**Document text:**
::::

Like most of the entertainment industry, music continues to be a male-dominated field. A recent survey from the Music Business Journal reported that 61 percent of people in United Kingdom’s music business are male; in the promotional/management sector that Tibbits works in, 70 percent are male. The survey estimated that U.S. statistics would be comparable.

Patience Jay, a Hartland-based music promoter who has worked with big-name artists such as P. Diddy and the late Prodigy, agreed. As the senior vice president of the digital branding company RAI Radio, she said, she deals with misogyny on a daily basis.

“I really, really love hip-hop,” she said in an interview during the Legit Lioness showcase. “I love its sense of freedom, and I love how it can be used explore real issues that are true to life. … But I swear to God, I have to work 10 times as hard to get the recognition that a man gets. The condescension can be unreal.”

Tibbits said she has encountered this, too, but she considers it more of an occupational hazard than a deterrent to her dreams. She tries to take the assumptions people make about her — “basically, that I’m only doing this to sleep with my artists” — in stride, in the hopes that her work will speak for itself.

“Once people see me in my element, I think they have a lot more respect for me,” she said. “I don’t know what other way I can prove myself in. But I want to be that woman. I want to make my stamp on the world.”

Hip-Hop Lives Here

Hip-hop music, in particular, is a genre that comes with a host of stereotypes, not all of them positive, Jay said.

Gho$t echoed this sentiment. He said many people are surprised to learn that a hip-hop subculture exists in the region at all.

::::

**Provided material:**
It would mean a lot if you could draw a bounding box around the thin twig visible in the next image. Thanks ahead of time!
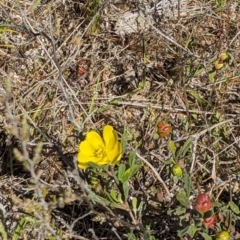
[136,152,172,197]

::::

**Written request 1:** In the article on women in the music business, what share of people in the United Kingdom's promotional/management sector are male?
**Written request 2:** Pick up the article on women in the music business and hip-hop after its last sentence, and keep writing from there.
The material is separate from the text above.

**Exercise answer 1:** 70 percent are male.

**Exercise answer 2:**
“Part of it is that there’s not many people of color out here. It’s too cold for most of us,” he joked. But he added that hip-hop is becoming an increasingly important platform for social discourse, and he believes it deserves greater recognition in the area.

“It’s only getting more relevant,” he said. “It even lives in Vermont now. I personally don’t understand why more people don’t want Vermont and New Hampshire to become more relevant to the rest of the world that is already accepting (hip-hop).”

He guessed that “gang stereotypes” are part of many people’s reluctance to accept hip-hop into the Upper Valley mainstream. But to hear artists tell it, hip-hop means empowerment. It means turning horribly gritty experiences — homelessness, racist hate crimes, getting lost in the foster care system — into beautifully gritty art.

It’s the sound of human resilience, set to a syncopated beat.

“All of us here, we’ve all been through some really difficult, painful things,” said Breeze during a recording session in Tibbits’ apartment with Fargo and Kush, aka Mike Marrone, of Lebanon. “The music we create, it comes from that place of pain. But it’s also about finding your vision in that struggle.”

Citing one of his idols, Gil Scott-Heron, Breeze said he is moved by music’s capacity to express “the epitome of pain.” But amid that pain, Breeze is searching for “that melody you can’t capture,” he said. “Until you hear it and you’re like, ‘Man, that’s tight!’ ”

He bent over to pick up one of Tibbits’ cats and absent-mindedly scratched behind its ears as he played one of his artist’s tracks on YouTube, FLEX by ABstylez, aka Adrian Belnavis, of Augusta, Maine. In the song, Belnavis references his own experiences in the foster care system, and the hard financial times that followed him into young adulthood. Toward the end of the video, there’s a moonwalk across the screen.

“My man! He’s killing it!” That was Breeze, so moved by the performance that he ran a lap around Tibbits’ apartment.

From foster kid to a maker of raw melody: It’s what Tupac might call, as he wrote in the poetry collection that came out after he died, “the rose that grew from a crack in the concrete.”

Editor’s note: To listen to the artists Tibbits manages under the Street Religion label, visit Legit Lioness’ pages on Facebook or YouTube. Voting for the New England Hip Hop Awards’ People’s Choice Awards closes July 21. To vote, visit www.newenglandhiphopawards.com/vote.php and follow the instructions on the website. EmmaJean Holley can be reached at eholley@vnews.com or 603-727-3216.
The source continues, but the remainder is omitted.